### Job
Pull out each line of the material that contains the string "police". A line counts only if its capitalization matches.

(Items from a labeling collection)
* Start *
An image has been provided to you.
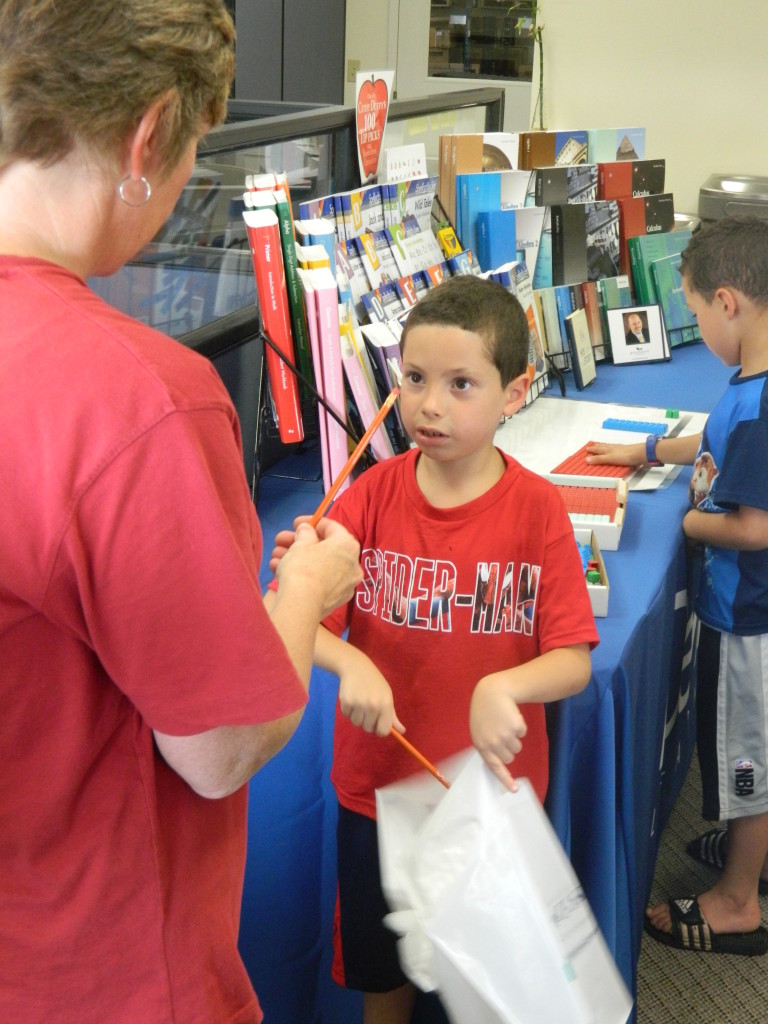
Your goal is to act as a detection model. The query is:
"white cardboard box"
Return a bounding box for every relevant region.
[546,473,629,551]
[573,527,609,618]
* End *
* Start *
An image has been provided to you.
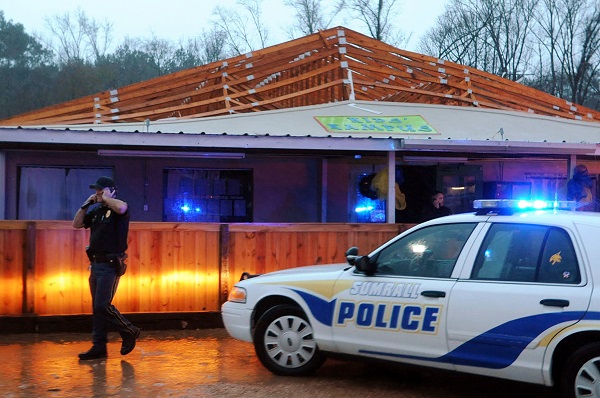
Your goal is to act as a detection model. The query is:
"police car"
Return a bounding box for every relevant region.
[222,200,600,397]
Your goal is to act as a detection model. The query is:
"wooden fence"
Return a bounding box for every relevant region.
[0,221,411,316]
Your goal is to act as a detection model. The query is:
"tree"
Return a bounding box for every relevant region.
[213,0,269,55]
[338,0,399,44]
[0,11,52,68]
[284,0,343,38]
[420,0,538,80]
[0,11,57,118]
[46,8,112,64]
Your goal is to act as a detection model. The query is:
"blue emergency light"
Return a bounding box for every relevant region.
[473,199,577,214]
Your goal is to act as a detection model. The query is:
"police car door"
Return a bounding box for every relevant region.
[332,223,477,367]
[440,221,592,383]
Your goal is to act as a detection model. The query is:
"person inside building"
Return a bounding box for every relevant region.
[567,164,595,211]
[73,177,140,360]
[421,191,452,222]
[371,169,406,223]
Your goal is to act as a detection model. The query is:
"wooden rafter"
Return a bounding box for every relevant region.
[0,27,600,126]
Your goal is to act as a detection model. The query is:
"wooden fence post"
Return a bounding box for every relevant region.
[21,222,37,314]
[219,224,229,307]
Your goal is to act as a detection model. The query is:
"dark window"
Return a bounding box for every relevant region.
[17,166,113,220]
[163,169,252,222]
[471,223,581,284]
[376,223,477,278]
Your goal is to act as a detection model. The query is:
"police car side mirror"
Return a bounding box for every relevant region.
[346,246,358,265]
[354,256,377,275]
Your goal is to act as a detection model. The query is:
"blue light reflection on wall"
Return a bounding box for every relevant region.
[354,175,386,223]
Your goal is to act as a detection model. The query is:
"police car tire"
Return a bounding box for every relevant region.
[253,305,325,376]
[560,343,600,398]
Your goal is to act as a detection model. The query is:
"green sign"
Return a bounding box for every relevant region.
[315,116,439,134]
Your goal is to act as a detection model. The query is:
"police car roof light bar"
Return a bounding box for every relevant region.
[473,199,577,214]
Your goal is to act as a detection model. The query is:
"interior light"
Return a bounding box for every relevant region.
* End *
* Start *
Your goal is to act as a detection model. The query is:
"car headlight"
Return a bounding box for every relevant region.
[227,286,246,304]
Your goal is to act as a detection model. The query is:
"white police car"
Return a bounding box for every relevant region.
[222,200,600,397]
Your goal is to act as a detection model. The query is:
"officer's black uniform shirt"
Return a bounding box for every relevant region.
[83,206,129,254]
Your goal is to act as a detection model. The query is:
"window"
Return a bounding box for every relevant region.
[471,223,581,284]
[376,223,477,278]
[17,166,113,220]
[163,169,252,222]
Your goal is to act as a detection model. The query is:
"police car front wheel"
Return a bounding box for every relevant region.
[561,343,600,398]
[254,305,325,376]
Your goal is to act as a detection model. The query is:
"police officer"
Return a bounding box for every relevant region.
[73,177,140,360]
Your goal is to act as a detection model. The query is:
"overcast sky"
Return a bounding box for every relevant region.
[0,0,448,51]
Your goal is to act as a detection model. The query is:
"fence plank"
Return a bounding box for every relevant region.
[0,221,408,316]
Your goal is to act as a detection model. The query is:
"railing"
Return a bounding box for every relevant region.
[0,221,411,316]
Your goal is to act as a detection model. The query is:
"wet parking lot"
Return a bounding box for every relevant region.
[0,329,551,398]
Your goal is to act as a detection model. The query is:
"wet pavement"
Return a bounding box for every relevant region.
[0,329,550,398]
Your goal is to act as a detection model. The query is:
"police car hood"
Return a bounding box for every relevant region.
* End *
### Reply to the task
"police car"
"police car door"
"police car side mirror"
"police car tire"
"police car roof light bar"
"white police car"
"police car front wheel"
"police officer"
"police car hood"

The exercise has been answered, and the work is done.